» WHAT IS ASKED
Reproduce word for word the part of the passage on the 1941 Adelaide war bonds march between "Teacher’s notes" and "lends a hand’.", inclusive.

This black-and-white segment shows part of a war bonds march held in Adelaide in 1941. The march includes tanks and floats displaying slogans to buy more war loan bonds; floats covered with Australian flags and Union Jacks; and one float with a picture of England’s wartime prime minister, Winston Churchill, on the side.

Teacher’s notes

provided by The Le@rning FederationEducation Services Australia

This clip shows silent, black-and-white home movie footage of a war bonds street parade held in Adelaide, South Australia in 1941 during the Second World War. A succession of vehicles and floats are shown, including several personnel carriers, trucks with displays on the back, two fire engines and four decorated floats, each advertising some different aspect of the need for investment in war bonds. The last scene is of a decorated truck with a sign saying 'Uncle Sam lends a hand’.

» LISTING
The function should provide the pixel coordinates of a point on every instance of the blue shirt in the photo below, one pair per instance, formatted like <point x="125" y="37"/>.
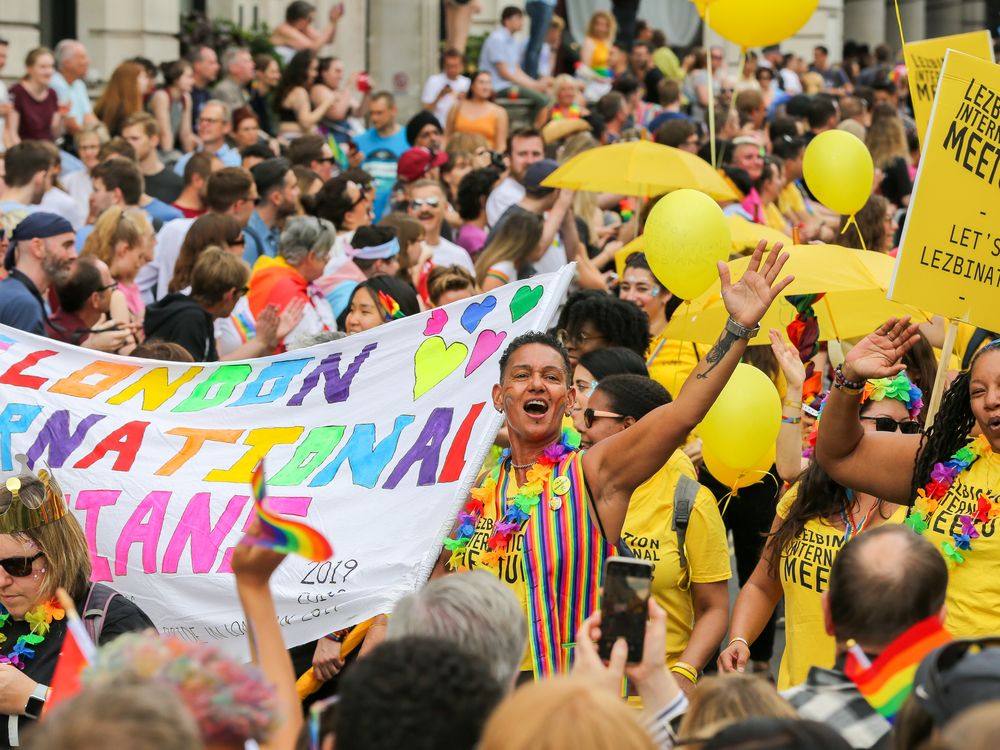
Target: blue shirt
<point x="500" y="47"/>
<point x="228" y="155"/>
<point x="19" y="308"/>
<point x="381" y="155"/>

» WRITTEN RESPONSE
Teacher’s notes

provided by The Le@rning FederationEducation Services Australia

This clip shows silent, black-and-white home movie footage of a war bonds street parade held in Adelaide, South Australia in 1941 during the Second World War. A succession of vehicles and floats are shown, including several personnel carriers, trucks with displays on the back, two fire engines and four decorated floats, each advertising some different aspect of the need for investment in war bonds. The last scene is of a decorated truck with a sign saying 'Uncle Sam lends a hand’.